### QUOTED TEXT
= 1914 in sports =

1914 in sports describes the year's events in world sport.

==American football==
- College championship
- College football national championship – Army Cadets
Professional championships
- Ohio League champions – Akron Parratt's Indians
- Events
- 15 November — Harry Turner, of the Canton Professionals, becomes the first player to die from game-related injuries in the "Ohio League", the direct predecessor to the National Football League.

==Association football==
- Brazil
- Formation of the Brazilian Football Confederation (Confederação Brasileira de Futebol or CBF)
- Sociedade Esportiva Palmeiras officially founded in São Paulo on August 26.
- England
- The Football League – Blackburn Rovers 51 points, Aston Villa 44, Middlesbrough 43, Oldham Athletic 43, West Bromwich Albion 43, Bolton Wanderers 42
- FA Cup final – Burnley 1–0 Liverpool at Crystal Palace, London
- Germany
- National Championship – SpVgg Fürth (2–2) 3–2 VfB Leipzig at Magdeburg
- Portugal
- Formation in Lisbon of the Portuguese Football Federation (Federação Portuguesa de Futebol or FPF)
- Scotland
- Scottish Football League – Celtic
- Scottish Cup final – Celtic 4–1 Hibernian at Ibrox Park (replay following 0–0 draw)

### THE DATA
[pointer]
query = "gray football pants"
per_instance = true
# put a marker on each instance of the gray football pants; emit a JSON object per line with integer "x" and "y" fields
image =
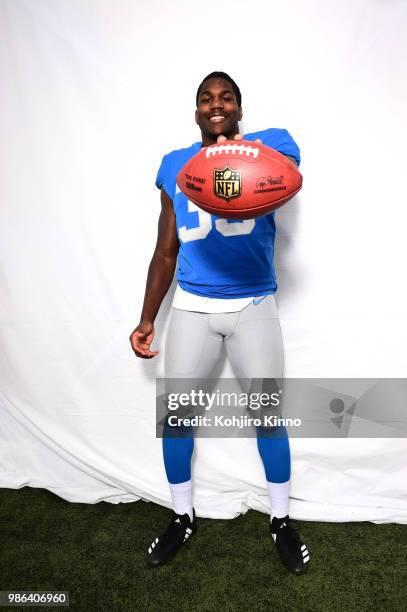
{"x": 252, "y": 338}
{"x": 254, "y": 347}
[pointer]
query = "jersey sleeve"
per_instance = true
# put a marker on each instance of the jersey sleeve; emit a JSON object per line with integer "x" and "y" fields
{"x": 281, "y": 140}
{"x": 286, "y": 145}
{"x": 164, "y": 177}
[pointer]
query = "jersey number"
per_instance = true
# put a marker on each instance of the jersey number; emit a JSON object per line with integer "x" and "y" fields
{"x": 205, "y": 225}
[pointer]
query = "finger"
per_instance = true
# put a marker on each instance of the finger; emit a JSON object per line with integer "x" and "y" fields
{"x": 147, "y": 354}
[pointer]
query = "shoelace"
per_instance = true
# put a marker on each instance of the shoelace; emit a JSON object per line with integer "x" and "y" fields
{"x": 290, "y": 526}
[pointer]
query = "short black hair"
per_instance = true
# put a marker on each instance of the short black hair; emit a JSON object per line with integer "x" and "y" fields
{"x": 226, "y": 77}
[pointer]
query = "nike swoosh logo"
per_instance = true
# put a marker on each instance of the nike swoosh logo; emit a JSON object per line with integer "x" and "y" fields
{"x": 255, "y": 302}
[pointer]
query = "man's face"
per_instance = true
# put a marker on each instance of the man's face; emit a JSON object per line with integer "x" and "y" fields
{"x": 217, "y": 112}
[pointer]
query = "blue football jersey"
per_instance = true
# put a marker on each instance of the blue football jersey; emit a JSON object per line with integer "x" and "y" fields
{"x": 223, "y": 258}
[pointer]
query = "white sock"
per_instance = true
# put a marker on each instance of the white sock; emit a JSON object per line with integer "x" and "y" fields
{"x": 279, "y": 496}
{"x": 181, "y": 495}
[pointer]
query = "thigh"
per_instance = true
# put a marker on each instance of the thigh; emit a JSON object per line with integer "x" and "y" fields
{"x": 255, "y": 348}
{"x": 192, "y": 348}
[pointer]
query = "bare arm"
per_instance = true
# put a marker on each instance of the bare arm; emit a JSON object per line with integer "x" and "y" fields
{"x": 159, "y": 278}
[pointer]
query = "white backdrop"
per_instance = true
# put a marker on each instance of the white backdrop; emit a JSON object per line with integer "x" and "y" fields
{"x": 94, "y": 93}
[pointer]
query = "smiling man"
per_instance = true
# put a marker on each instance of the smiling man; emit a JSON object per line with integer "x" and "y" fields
{"x": 224, "y": 296}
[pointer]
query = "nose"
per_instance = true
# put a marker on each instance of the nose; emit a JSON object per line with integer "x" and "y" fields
{"x": 216, "y": 103}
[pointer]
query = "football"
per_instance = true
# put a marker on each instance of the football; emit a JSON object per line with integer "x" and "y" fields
{"x": 239, "y": 179}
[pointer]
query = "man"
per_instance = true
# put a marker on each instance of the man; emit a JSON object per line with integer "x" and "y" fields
{"x": 226, "y": 281}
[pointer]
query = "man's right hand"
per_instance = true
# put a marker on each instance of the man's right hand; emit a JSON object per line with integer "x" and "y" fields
{"x": 141, "y": 339}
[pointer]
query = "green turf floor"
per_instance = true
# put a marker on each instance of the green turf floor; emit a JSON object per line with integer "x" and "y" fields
{"x": 97, "y": 553}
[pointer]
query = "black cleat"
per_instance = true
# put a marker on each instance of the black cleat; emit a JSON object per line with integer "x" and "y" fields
{"x": 293, "y": 552}
{"x": 165, "y": 547}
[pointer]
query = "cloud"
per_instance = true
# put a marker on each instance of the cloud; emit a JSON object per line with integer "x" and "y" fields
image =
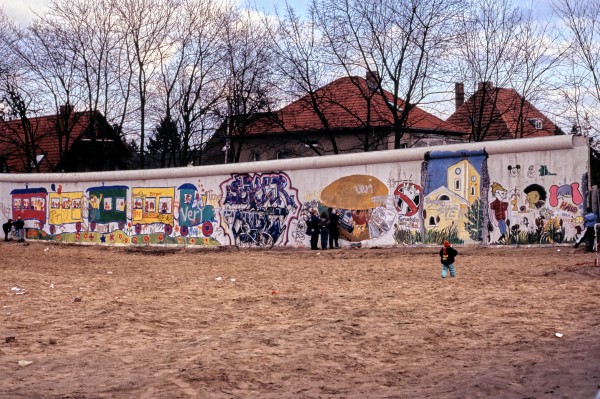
{"x": 21, "y": 11}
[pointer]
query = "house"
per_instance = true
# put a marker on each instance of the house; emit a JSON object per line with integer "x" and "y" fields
{"x": 494, "y": 113}
{"x": 66, "y": 142}
{"x": 347, "y": 115}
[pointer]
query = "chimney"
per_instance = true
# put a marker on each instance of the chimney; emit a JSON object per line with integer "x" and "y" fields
{"x": 488, "y": 86}
{"x": 459, "y": 94}
{"x": 66, "y": 110}
{"x": 372, "y": 78}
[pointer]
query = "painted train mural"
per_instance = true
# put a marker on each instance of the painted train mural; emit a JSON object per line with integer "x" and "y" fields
{"x": 466, "y": 196}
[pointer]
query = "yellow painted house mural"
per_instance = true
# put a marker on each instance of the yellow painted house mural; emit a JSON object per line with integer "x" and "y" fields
{"x": 66, "y": 207}
{"x": 153, "y": 205}
{"x": 464, "y": 180}
{"x": 445, "y": 209}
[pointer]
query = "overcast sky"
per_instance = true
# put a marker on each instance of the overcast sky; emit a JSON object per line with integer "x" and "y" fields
{"x": 21, "y": 10}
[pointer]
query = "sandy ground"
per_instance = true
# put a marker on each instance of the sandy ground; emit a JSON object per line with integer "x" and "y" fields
{"x": 98, "y": 322}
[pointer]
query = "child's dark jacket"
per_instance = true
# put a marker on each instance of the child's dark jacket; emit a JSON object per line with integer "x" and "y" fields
{"x": 448, "y": 257}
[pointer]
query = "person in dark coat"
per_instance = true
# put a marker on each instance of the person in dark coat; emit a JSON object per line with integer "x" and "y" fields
{"x": 447, "y": 255}
{"x": 334, "y": 233}
{"x": 590, "y": 219}
{"x": 313, "y": 228}
{"x": 19, "y": 225}
{"x": 7, "y": 227}
{"x": 324, "y": 225}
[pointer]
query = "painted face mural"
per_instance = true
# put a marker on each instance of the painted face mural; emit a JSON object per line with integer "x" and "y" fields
{"x": 266, "y": 203}
{"x": 361, "y": 200}
{"x": 535, "y": 196}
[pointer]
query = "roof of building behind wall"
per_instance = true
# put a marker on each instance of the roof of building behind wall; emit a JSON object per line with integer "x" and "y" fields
{"x": 344, "y": 105}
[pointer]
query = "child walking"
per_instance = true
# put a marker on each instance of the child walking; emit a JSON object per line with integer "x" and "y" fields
{"x": 447, "y": 253}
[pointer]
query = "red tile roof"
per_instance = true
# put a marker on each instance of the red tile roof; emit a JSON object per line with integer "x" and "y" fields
{"x": 501, "y": 113}
{"x": 46, "y": 140}
{"x": 344, "y": 106}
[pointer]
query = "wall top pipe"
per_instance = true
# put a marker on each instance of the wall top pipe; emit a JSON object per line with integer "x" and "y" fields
{"x": 376, "y": 157}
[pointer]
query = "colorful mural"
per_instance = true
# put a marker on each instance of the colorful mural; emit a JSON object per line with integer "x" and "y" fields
{"x": 258, "y": 204}
{"x": 452, "y": 206}
{"x": 361, "y": 201}
{"x": 462, "y": 196}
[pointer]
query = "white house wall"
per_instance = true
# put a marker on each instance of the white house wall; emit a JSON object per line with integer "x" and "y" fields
{"x": 383, "y": 198}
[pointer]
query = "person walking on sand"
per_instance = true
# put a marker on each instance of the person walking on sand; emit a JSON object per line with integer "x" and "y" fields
{"x": 313, "y": 228}
{"x": 447, "y": 255}
{"x": 19, "y": 227}
{"x": 589, "y": 219}
{"x": 7, "y": 227}
{"x": 324, "y": 224}
{"x": 334, "y": 233}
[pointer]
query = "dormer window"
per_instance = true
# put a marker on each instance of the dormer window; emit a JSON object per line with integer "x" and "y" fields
{"x": 536, "y": 123}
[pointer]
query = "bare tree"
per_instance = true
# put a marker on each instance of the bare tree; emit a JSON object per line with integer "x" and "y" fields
{"x": 582, "y": 21}
{"x": 145, "y": 24}
{"x": 201, "y": 81}
{"x": 399, "y": 43}
{"x": 21, "y": 133}
{"x": 249, "y": 79}
{"x": 502, "y": 48}
{"x": 303, "y": 63}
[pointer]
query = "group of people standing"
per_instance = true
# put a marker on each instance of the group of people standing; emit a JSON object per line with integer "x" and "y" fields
{"x": 19, "y": 226}
{"x": 324, "y": 227}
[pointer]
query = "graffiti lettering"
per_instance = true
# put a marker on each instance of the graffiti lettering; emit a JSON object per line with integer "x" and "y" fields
{"x": 259, "y": 202}
{"x": 363, "y": 188}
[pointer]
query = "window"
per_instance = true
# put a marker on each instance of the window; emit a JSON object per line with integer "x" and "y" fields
{"x": 38, "y": 159}
{"x": 537, "y": 123}
{"x": 282, "y": 155}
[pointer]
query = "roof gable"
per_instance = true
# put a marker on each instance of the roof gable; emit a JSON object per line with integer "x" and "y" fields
{"x": 345, "y": 103}
{"x": 501, "y": 115}
{"x": 47, "y": 142}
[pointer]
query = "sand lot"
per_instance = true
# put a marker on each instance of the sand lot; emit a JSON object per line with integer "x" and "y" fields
{"x": 98, "y": 322}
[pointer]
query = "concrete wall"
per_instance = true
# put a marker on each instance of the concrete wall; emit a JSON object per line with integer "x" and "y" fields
{"x": 527, "y": 191}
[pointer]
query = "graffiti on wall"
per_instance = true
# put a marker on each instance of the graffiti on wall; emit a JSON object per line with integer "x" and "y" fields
{"x": 258, "y": 204}
{"x": 539, "y": 215}
{"x": 452, "y": 196}
{"x": 452, "y": 206}
{"x": 362, "y": 203}
{"x": 408, "y": 197}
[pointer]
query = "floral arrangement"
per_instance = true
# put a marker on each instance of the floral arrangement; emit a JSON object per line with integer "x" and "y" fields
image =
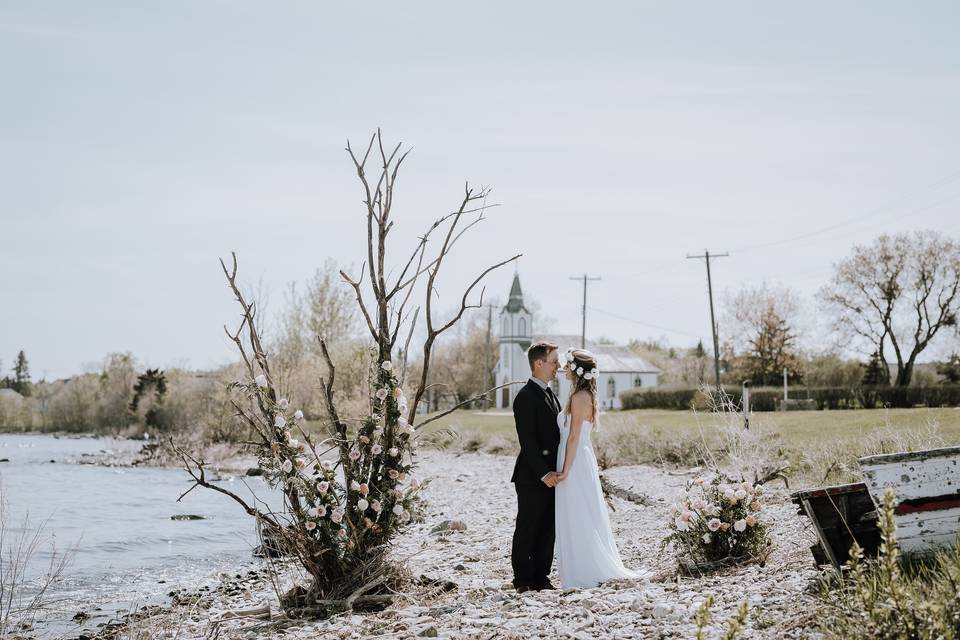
{"x": 716, "y": 521}
{"x": 348, "y": 504}
{"x": 571, "y": 364}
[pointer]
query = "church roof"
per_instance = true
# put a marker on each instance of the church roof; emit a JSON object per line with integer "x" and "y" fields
{"x": 611, "y": 358}
{"x": 515, "y": 303}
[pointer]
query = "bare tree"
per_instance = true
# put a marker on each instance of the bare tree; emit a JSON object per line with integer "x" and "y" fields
{"x": 763, "y": 324}
{"x": 340, "y": 514}
{"x": 901, "y": 290}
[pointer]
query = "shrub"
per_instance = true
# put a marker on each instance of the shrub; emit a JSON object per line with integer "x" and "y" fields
{"x": 718, "y": 522}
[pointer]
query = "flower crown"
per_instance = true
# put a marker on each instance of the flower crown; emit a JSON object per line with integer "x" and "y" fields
{"x": 572, "y": 362}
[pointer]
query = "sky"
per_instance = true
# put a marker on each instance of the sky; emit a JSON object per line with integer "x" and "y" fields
{"x": 143, "y": 141}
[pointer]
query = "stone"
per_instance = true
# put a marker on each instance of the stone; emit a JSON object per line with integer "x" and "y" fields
{"x": 449, "y": 525}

### BRIEF 1
Pick out every line in the rows that contains the string "child".
### BRIEF 2
Carry the 1914 in sports article on past its final line.
The rows are unrelated to the 1914 in sports article.

### WRITTEN ANSWER 1
query = "child's dark jacket"
# put a marker on each instance of the child's dark jacket; emit a JSON object per line with integer "x" and "y" fields
query = "child walking"
# put a marker on each instance of the child walking; emit a JSON object per line with integer "x" and "y" fields

### WRITTEN ANSWER 2
==Australian rules football==
- VFL Premiership
- 26 September – Carlton wins the 18th VFL Premiership, defeating South Melbourne 6.9 (45) to 4.15 (39) in the 1914 VFL Grand Final
- South Australian Football League
- 19 September – Port Adelaide 13.15 (93) defeats North Adelaide 1.8 (14) for their second successive SAFL flag and eighth overall
- Magarey Medal won by Jack Ashley (Port Adelaide)
- West Australian Football League
- 10 October – East Fremantle 5.13 (43) defeats South Fremantle 3.6 (24) for its ninth WAFL premiership.
- Events
- University withdraws from the VFL at the end of the season
- Port Adelaide become the only SAFA/SAFL/SANFL team to finish with a perfect season, overall winning thirty consecutive matches including one against a combined team from the other six SAFL clubs and one against Carlton.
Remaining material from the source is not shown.